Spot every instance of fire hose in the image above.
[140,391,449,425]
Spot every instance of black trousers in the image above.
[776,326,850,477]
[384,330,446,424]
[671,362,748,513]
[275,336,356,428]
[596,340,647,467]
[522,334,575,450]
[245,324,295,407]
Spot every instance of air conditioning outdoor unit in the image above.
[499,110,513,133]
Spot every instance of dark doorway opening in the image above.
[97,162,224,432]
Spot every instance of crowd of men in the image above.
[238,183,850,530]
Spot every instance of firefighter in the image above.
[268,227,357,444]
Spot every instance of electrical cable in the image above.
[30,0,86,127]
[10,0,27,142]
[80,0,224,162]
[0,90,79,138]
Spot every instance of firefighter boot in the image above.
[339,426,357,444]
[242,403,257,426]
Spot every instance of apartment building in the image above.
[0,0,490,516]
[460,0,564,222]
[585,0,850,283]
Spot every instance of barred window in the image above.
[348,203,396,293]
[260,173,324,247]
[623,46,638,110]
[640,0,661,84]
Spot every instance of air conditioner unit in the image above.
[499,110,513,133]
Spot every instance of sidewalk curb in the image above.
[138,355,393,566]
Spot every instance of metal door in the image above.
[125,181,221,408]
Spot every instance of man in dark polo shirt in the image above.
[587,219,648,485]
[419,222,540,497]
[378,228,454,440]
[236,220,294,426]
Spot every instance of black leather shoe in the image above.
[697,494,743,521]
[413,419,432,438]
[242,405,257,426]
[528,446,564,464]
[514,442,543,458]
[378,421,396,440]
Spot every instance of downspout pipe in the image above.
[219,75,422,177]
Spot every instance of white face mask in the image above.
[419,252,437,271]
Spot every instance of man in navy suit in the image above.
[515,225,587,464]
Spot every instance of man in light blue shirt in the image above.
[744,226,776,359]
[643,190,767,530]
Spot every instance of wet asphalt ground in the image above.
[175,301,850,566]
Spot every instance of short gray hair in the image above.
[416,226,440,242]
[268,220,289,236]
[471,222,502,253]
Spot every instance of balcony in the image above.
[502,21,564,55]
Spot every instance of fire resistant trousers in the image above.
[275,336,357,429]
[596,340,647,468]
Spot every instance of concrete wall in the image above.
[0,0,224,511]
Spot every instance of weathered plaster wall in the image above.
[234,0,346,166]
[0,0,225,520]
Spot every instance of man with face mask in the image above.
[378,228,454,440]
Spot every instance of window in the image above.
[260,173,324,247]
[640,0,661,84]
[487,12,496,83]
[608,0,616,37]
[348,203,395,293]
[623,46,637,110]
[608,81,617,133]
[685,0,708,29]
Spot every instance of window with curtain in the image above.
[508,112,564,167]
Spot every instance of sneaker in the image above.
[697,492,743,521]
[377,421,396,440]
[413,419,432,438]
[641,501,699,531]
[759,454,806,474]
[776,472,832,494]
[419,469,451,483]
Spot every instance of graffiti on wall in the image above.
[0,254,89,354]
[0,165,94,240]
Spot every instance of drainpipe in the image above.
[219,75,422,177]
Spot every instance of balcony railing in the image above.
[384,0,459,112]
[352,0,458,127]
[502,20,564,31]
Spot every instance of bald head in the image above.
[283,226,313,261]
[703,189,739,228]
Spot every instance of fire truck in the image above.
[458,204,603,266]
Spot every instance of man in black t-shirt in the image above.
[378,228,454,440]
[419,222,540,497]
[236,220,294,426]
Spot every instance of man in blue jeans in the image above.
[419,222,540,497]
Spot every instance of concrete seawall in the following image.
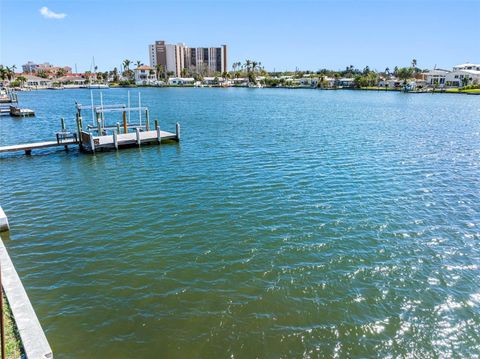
[0,239,53,359]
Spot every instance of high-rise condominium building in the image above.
[148,41,228,76]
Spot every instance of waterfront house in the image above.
[24,75,53,88]
[336,77,355,87]
[378,77,403,89]
[54,76,85,88]
[231,77,248,86]
[445,70,480,87]
[133,66,157,86]
[202,76,225,85]
[425,69,450,87]
[453,63,480,71]
[168,77,195,86]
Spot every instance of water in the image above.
[0,89,480,358]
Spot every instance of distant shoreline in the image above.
[13,85,480,95]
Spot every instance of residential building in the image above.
[336,77,355,87]
[168,77,195,85]
[453,63,480,71]
[22,61,72,75]
[445,70,480,87]
[148,40,228,77]
[133,66,157,85]
[426,69,449,86]
[25,75,53,88]
[22,61,38,73]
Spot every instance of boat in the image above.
[84,84,110,89]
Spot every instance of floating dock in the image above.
[0,97,180,155]
[10,106,35,117]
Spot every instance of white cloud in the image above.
[40,6,67,20]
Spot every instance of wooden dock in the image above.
[10,106,35,117]
[0,95,180,155]
[0,138,78,155]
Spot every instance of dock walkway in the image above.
[0,139,78,154]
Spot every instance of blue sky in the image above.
[0,0,480,71]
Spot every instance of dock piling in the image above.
[135,127,140,147]
[89,132,95,153]
[113,130,118,150]
[145,109,150,131]
[175,122,180,141]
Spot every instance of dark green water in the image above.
[0,89,480,358]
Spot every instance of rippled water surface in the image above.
[0,89,480,358]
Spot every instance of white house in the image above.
[337,77,355,87]
[168,77,195,85]
[54,76,86,86]
[378,77,403,88]
[445,70,480,87]
[24,75,53,88]
[453,63,480,71]
[133,66,157,85]
[426,69,450,86]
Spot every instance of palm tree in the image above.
[155,64,165,80]
[245,60,252,72]
[112,67,118,82]
[0,65,7,81]
[17,76,27,86]
[6,65,15,81]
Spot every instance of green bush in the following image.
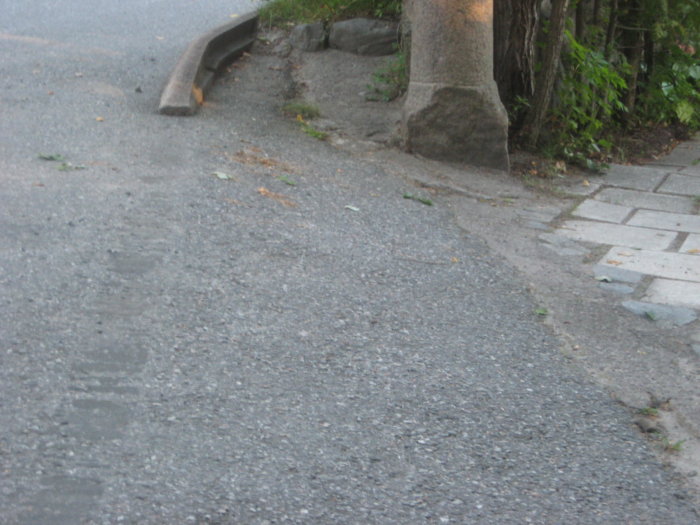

*-*-*

GIVEN PROBLEM
Extract every line of the items above verbatim, leaving out the pictures.

SOLUTION FOR THIS PROBLEM
Spot every instance of fire hose in the image above.
[140,391,449,425]
Spot every instance of black trousers in the image above.
[776,326,850,477]
[384,330,446,424]
[671,362,748,513]
[275,336,356,428]
[596,340,647,467]
[522,334,575,450]
[245,324,295,407]
Spot every instance of air conditioning outdoor unit in the image above.
[499,110,513,133]
Spot every instance of dark doorway opening in the image above.
[97,162,224,432]
Spot every instance of crowd of men in the image above.
[238,183,850,530]
Spot every instance of firefighter in the image above.
[268,227,357,444]
Spot every instance of electrical cable in the image above.
[30,0,86,127]
[10,0,27,142]
[80,0,224,162]
[0,90,79,138]
Spot every instance of firefighter boot in the image above.
[339,426,357,444]
[242,403,257,426]
Spot every instance of apartment building in the image above.
[0,0,490,516]
[460,0,564,222]
[585,0,850,283]
Spot every instance of barred window in the image above.
[348,203,396,293]
[260,173,324,247]
[623,46,638,110]
[640,0,661,84]
Spot every instance of air conditioner unit in the image above.
[499,110,513,133]
Spot every instance of sidewalk curb in the image above.
[138,355,393,566]
Spot every instance of metal door in the image above.
[125,181,221,408]
Spot every instance of man in dark polo shirt in the image above.
[587,219,648,485]
[419,222,540,497]
[378,228,454,440]
[236,220,294,426]
Spot every instance of black leather shoe in the image above.
[697,494,743,521]
[413,419,432,438]
[242,405,257,426]
[528,446,564,464]
[514,442,543,458]
[378,421,396,440]
Spot every instance of downspout pipe in the image above.
[219,75,422,177]
Spot every instance of white face mask in the image above.
[419,252,437,271]
Spot every instance of man in navy suit in the image above.
[515,225,587,464]
Spot every instance of man in light blue shirt in the image above.
[744,226,776,359]
[643,190,767,530]
Spot every instance of wet asphalt ground in the image above.
[175,301,850,566]
Spot every instance of short gray hair in the image above.
[416,226,440,242]
[268,220,289,236]
[471,222,502,253]
Spot every instance of balcony in the image above.
[502,21,564,55]
Spot every instance of fire resistant trousers in the image above.
[275,336,357,429]
[596,340,647,468]
Spot every instance of concrete wall in the image above.
[0,0,224,511]
Spot every instance of weathered plaster wall in the image above.
[234,0,346,166]
[0,0,225,520]
Spot every instance of man with face mask in the image above.
[378,228,454,440]
Spot every instance of window in the image above.
[260,173,324,247]
[640,0,661,84]
[487,12,496,83]
[608,0,616,37]
[348,203,395,293]
[623,46,637,110]
[608,81,617,133]
[685,0,708,29]
Spot every instance of window with curtain in the image above.
[508,112,564,167]
Spot every instance of sneaker in the image above.
[697,492,743,521]
[377,421,396,440]
[413,419,432,438]
[641,501,699,531]
[759,454,806,474]
[776,472,832,494]
[419,469,451,483]
Spot every instance of graffiti on wall in the image above.
[0,254,89,354]
[0,165,94,240]
Spot every instance of drainpipe in the image above.
[219,75,422,177]
Spot every instance of balcony railing in the image above.
[384,0,459,112]
[352,0,458,127]
[502,20,564,31]
Spot every instance of bald head in the image above.
[283,226,313,261]
[703,189,739,228]
Spot every instance of fire truck in the image above.
[458,204,603,266]
Spot every instance of man in black t-shirt in the image above.
[378,228,454,440]
[419,222,540,497]
[236,220,294,426]
Spot every instance of man in blue jeans in the image above.
[419,222,540,497]
Spot every instance of concrete seawall in the following image.
[0,239,53,359]
Spot every instance of high-rise condominium building in the image above.
[148,41,228,76]
Spot every instance of waterfront house in the image above.
[24,75,53,88]
[336,77,355,87]
[378,77,403,89]
[54,76,85,88]
[231,77,248,86]
[445,70,480,87]
[133,66,157,86]
[202,76,225,85]
[425,69,450,87]
[453,63,480,71]
[168,77,195,86]
Spot every instance of water in the image above.
[0,89,480,358]
Spot every instance of distant shoreline in the image above.
[13,85,480,95]
Spot every instance of residential building in the image above.
[336,77,355,87]
[168,77,195,85]
[453,63,480,71]
[22,61,72,75]
[445,70,480,87]
[148,40,228,77]
[133,66,157,85]
[426,69,449,86]
[25,75,53,88]
[22,61,38,73]
Spot every instance of boat in the image above.
[84,84,110,89]
Spot every instance of floating dock in the image above.
[0,97,180,155]
[10,106,35,117]
Spot every instance of white cloud in the image above.
[40,6,67,20]
Spot every instance of wooden dock in the image above.
[10,106,35,117]
[0,95,180,155]
[0,138,78,155]
Spot every instance of dock walkway in the image above.
[0,139,78,154]
Spot every instance of blue sky in the image above.
[0,0,480,71]
Spot every instance of dock piling in the image above.
[135,127,140,147]
[89,132,95,153]
[113,130,118,150]
[145,109,150,131]
[175,122,180,141]
Spot every instance of dark green water in the image above.
[0,89,480,358]
Spot every instance of rippled water surface in the image above.
[0,89,480,358]
Spot every instance of white house in the image above.
[337,77,355,87]
[168,77,195,85]
[54,76,86,86]
[378,77,403,88]
[445,70,480,87]
[24,75,53,88]
[453,63,480,71]
[133,66,157,85]
[426,69,450,86]
Spot every instance of palm tree in the image above.
[155,64,165,80]
[245,60,252,72]
[112,67,118,82]
[0,65,7,81]
[17,76,27,86]
[6,65,15,81]
Spot every instance of green bush in the following image.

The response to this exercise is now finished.